** Entries shown follows **

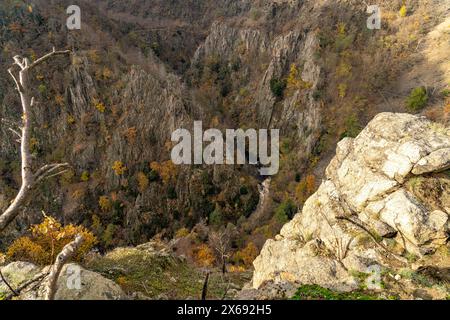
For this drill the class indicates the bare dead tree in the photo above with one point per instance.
(220, 241)
(205, 287)
(14, 292)
(67, 252)
(29, 178)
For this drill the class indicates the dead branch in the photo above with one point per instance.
(67, 252)
(205, 287)
(372, 236)
(37, 278)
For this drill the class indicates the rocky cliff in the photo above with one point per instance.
(384, 202)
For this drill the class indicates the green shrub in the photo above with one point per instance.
(285, 211)
(315, 292)
(277, 87)
(417, 100)
(352, 127)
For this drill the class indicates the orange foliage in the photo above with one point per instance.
(305, 188)
(166, 170)
(247, 255)
(47, 240)
(204, 256)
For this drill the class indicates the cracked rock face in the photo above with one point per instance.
(368, 210)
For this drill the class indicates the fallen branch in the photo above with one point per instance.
(374, 238)
(38, 277)
(67, 252)
(205, 287)
(14, 292)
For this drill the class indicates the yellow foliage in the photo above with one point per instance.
(99, 105)
(166, 170)
(47, 240)
(142, 181)
(96, 224)
(59, 99)
(119, 168)
(70, 119)
(344, 69)
(403, 11)
(104, 203)
(236, 269)
(341, 28)
(204, 256)
(84, 176)
(131, 134)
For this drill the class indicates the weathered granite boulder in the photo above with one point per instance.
(370, 209)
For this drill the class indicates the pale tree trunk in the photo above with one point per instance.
(29, 179)
(67, 252)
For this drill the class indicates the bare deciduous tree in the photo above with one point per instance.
(220, 241)
(29, 178)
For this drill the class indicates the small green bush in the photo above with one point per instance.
(417, 100)
(315, 292)
(277, 87)
(285, 211)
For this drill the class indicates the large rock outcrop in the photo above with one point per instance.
(374, 208)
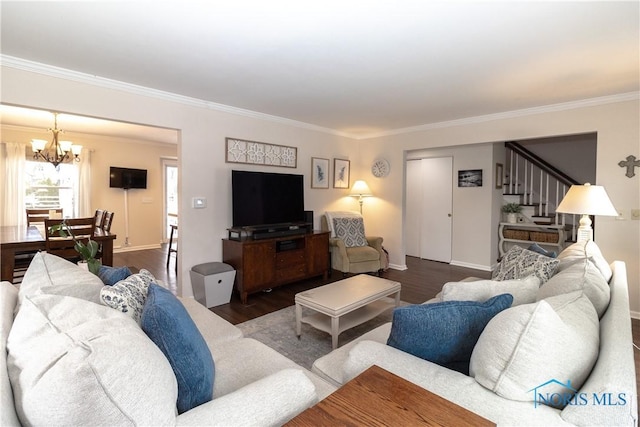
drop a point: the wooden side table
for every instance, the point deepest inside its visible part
(379, 398)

** End of Entries shown **

» **Problem details**
Reproduce exactly and only the lines from the one with "For this drill the class indicates the green" through the final line of the records above, inclusive. Pictures must be left out.

» **Response**
For this drill the class indicates the green shrub in the photo above with one point per instance.
(285, 211)
(315, 292)
(277, 87)
(417, 100)
(352, 127)
For this drill the class indicates the orange foliage in the photo above with one point per instance.
(305, 188)
(166, 170)
(247, 255)
(47, 240)
(204, 256)
For this drill the class indicates the cracked rock face in the photo above with one point per instance.
(368, 210)
For this drill the class indicates the fallen branch in the photo above with one point per instance.
(374, 238)
(38, 277)
(67, 252)
(205, 287)
(14, 292)
For this drill the class indicates the yellow foliage in the photo above with one point per instance.
(99, 105)
(166, 170)
(47, 240)
(142, 181)
(96, 224)
(59, 99)
(119, 168)
(70, 119)
(344, 69)
(403, 11)
(104, 203)
(236, 269)
(341, 28)
(204, 256)
(84, 176)
(131, 134)
For this drill the class indicates the weathered granite boulder in the photo above with one point per instance.
(370, 209)
For this drill the class indicates the pale tree trunk in the photo above with one point per instance.
(29, 179)
(67, 252)
For this drill the class indicates the bare deciduous tree in the photo above with one point per instance.
(220, 241)
(29, 178)
For this drill the class indicates the small green bush in the photo above with one point per instance.
(417, 100)
(315, 292)
(277, 87)
(285, 211)
For this drill the class indicates the large rock outcrop in the photo above with one point per instance.
(374, 208)
drop a point: the wooden side table
for every instance, the point deepest inside its visible part
(379, 398)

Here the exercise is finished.